TO DO ->
1) Write out the forum thread about verifying a backup word for word, from "I’m not sure" up to and including "by mobile phone.".
2) Summarize the forum thread about verifying a backup in two sentences.

SELECTED TEXT ->
Begin

How to judge if a backup process is perfect?

I am asking as I am doing:

  • backup files in NTFS partition to external disk (w/ btrfs)
  • remove the NTFS partition
  • expand existing btrfs filesystem to use the whole disk
  • transfer files back

Following Which is the best tool for copying a large directory tree locally? · Mutable Ideas, I use the “tar” method.
Run this command:
find ${SOURCE} -type d
-exec /root/transfer-with-tar.sh {} ;

with this shell script:

#!/usr/bin/env bash

ORIGEN=$1
DESTINATION=/datadrive2

NEW_DIR=${DESTINATION}/${ORIGEN}
mkdir -p ${NEW_DIR}
(cd ${ORIGEN}; tar cf - .) | (cd ${NEW_DIR}; tar xpf -)

echo ${ORIGEN}

It is now 2.4/2.5 TB done.

I want to know how to judge if the backup is OK, so that I can remove my NTFS partition.

2 Likes

Performing file-level backup, you risk losing metadata:

  • File ownership, permissions, ACLs
  • SELinux labels
  • Extended attributes, capabilities, etc.

I’m not sure whether tar backups are affected by these issues and to what extent.
So, you should be careful, especially if you plan to back up system directories since losing critical metadata might make your system inoperable.

Depending on the data type and size, block-level or filesystem-level backups might be preferable.

In general, only a verified copy on a reliable separate storage can be considered a good backup.
Ignoring the metadata-related issues, I personally prefer rsync backups since it’s easier to update, very and restore.

2 Likes

Thank you for your insights.

The files are mainly JPG / MP4 taken by mobile phone.

In my case, it is from NTFS (internal) → btrfs (external) → btrfs (expanded internal), the meta data I care are likely:

  • file create time

  • file modified time

  • do I miss any file? or “Are the source and target directory trees the same?” (not included in the COPY, error reading, error writing, etc.)

  • are file contents identical?

From btrfs (external) → btrfs (expanded internal), I will use btrfs send/receive. So I am worried about the file level backup from NTFS → btrfs part.

2 Likes

Then I recommend to use rsync:

rsync -a -N --progress src_dir/ dst_dir/

You can simply repeat the command to verify the result, optionally adding the key --checksum.

2 Likes

Only 25GB to go for the “tar” process.
As I see some error message: (likely due to spaces within filenames)

End

(Position identification records)
Begin

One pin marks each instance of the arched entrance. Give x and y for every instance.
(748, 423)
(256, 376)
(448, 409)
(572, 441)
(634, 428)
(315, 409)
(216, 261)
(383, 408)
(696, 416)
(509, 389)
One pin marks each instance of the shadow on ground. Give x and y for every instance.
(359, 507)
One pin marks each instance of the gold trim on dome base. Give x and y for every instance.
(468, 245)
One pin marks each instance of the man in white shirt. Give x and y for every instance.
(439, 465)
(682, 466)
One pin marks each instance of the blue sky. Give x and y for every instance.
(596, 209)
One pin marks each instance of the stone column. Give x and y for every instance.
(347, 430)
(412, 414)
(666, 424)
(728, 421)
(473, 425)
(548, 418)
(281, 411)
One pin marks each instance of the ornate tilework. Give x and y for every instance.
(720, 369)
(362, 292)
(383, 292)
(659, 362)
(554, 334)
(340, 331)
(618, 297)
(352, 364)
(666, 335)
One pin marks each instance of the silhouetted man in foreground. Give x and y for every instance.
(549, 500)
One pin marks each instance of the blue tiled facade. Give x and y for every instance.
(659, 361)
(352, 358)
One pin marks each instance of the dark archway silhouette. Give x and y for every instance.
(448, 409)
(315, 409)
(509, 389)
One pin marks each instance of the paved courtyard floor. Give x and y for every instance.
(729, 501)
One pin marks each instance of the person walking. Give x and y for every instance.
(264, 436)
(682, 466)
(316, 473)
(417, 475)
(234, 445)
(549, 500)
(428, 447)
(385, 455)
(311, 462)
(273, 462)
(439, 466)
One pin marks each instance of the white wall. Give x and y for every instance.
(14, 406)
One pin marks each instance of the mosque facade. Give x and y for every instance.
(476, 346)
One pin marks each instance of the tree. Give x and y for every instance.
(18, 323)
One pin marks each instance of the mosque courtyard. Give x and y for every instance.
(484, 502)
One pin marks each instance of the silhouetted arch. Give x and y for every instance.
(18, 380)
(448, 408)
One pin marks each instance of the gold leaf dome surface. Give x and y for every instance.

End

THE RESPONSES ->
1)
I’m not sure whether tar backups are affected by these issues and to what extent.
So, you should be careful, especially if you plan to back up system directories since losing critical metadata might make your system inoperable.

Depending on the data type and size, block-level or filesystem-level backups might be preferable.

In general, only a verified copy on a reliable separate storage can be considered a good backup.
Ignoring the metadata-related issues, I personally prefer rsync backups since it’s easier to update, very and restore.

2 Likes

Thank you for your insights.

The files are mainly JPG / MP4 taken by mobile phone.

2) A user copying mostly phone JPG and MP4 files from an NTFS partition to an external btrfs disk with a tar-based script asks how to confirm the backup is OK before removing the NTFS partition, caring mainly about file create and modified times, missing files, and identical contents. A reply warns that file-level backups risk losing metadata such as ownership, permissions, and extended attributes, and recommends rsync with -a -N, repeating the command to verify the result and optionally adding --checksum.